● Exercise description
Transcribe the passage on the Illinois teacher's suspension from "But the opposite" up to and including "the staid ones.".

● Extract
━━━━━━━━

For those of you who haven’t heard, the Internets have been abuzz over the suspension of Dan DeLong, an Illinois honors English teacher who gave an optional assignment to read an article by Jonah Lehrer, a Rhodes scholar and writer featured in such publications as Wired and The New Yorker. The article in question leans heavily on Stanford Biology Professor Joan Roughgarden’s research into homosexuality as found in nature:
You’d think by now, several hundred million years after sex began, nature would have done away with such inefficiencies, and males and females would only act to maximize rates of sexual reproduction.
But the opposite has happened. Instead of copulation becoming more functional and straightforward, it has only gotten weirder as species have evolved—more sodomy and other frivolous pleasures that are useless for propagating the species. The more socially complex the animal, the more sexual “deviance” it exhibits. Look at primates: Compared to our closest relatives, contemporary, Westernized Homo sapiens are the staid ones.

━━━━━━━━

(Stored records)
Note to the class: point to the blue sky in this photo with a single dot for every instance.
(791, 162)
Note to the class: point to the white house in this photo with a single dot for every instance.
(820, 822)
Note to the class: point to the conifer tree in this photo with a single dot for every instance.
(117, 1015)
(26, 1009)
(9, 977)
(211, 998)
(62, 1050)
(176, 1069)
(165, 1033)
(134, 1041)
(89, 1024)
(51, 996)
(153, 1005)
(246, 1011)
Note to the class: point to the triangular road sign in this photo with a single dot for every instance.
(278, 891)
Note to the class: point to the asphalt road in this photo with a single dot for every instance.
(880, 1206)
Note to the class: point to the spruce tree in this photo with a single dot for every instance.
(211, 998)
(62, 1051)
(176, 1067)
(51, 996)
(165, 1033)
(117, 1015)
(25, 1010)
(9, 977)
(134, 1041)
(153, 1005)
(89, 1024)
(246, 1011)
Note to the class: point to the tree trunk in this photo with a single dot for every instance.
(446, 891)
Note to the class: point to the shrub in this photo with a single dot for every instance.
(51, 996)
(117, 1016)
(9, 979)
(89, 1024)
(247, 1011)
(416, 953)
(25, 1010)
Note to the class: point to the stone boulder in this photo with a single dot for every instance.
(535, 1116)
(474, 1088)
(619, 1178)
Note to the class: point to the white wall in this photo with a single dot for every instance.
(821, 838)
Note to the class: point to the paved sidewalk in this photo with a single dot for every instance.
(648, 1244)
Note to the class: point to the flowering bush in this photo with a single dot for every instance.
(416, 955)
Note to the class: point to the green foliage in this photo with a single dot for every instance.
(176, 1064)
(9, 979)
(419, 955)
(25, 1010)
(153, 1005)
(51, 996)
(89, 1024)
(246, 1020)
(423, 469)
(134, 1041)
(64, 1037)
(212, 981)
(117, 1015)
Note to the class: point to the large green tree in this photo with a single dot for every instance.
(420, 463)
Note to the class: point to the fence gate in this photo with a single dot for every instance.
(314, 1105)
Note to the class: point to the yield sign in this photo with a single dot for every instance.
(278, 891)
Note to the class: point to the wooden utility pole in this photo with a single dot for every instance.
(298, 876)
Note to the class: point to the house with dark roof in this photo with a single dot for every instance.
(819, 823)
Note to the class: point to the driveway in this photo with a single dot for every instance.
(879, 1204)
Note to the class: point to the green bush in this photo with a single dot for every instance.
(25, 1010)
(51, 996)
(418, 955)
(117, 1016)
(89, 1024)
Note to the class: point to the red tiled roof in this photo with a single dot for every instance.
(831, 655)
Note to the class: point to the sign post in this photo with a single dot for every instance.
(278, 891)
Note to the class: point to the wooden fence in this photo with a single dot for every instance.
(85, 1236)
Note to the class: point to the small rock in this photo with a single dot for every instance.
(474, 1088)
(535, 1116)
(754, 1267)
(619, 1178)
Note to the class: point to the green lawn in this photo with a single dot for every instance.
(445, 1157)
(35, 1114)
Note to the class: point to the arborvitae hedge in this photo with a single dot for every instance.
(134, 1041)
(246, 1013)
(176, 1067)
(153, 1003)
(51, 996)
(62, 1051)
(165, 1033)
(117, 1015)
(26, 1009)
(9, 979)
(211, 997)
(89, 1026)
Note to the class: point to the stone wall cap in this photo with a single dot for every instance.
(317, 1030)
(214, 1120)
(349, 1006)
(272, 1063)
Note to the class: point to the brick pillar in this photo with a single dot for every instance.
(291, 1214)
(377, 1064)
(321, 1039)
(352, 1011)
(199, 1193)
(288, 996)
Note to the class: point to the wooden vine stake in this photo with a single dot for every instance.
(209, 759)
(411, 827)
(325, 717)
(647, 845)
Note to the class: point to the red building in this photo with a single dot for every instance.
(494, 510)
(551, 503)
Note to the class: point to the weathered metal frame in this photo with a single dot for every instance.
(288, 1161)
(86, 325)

━━━━━━━━

● Exercise answer
But the opposite has happened. Instead of copulation becoming more functional and straightforward, it has only gotten weirder as species have evolved—more sodomy and other frivolous pleasures that are useless for propagating the species. The more socially complex the animal, the more sexual “deviance” it exhibits. Look at primates: Compared to our closest relatives, contemporary, Westernized Homo sapiens are the staid ones.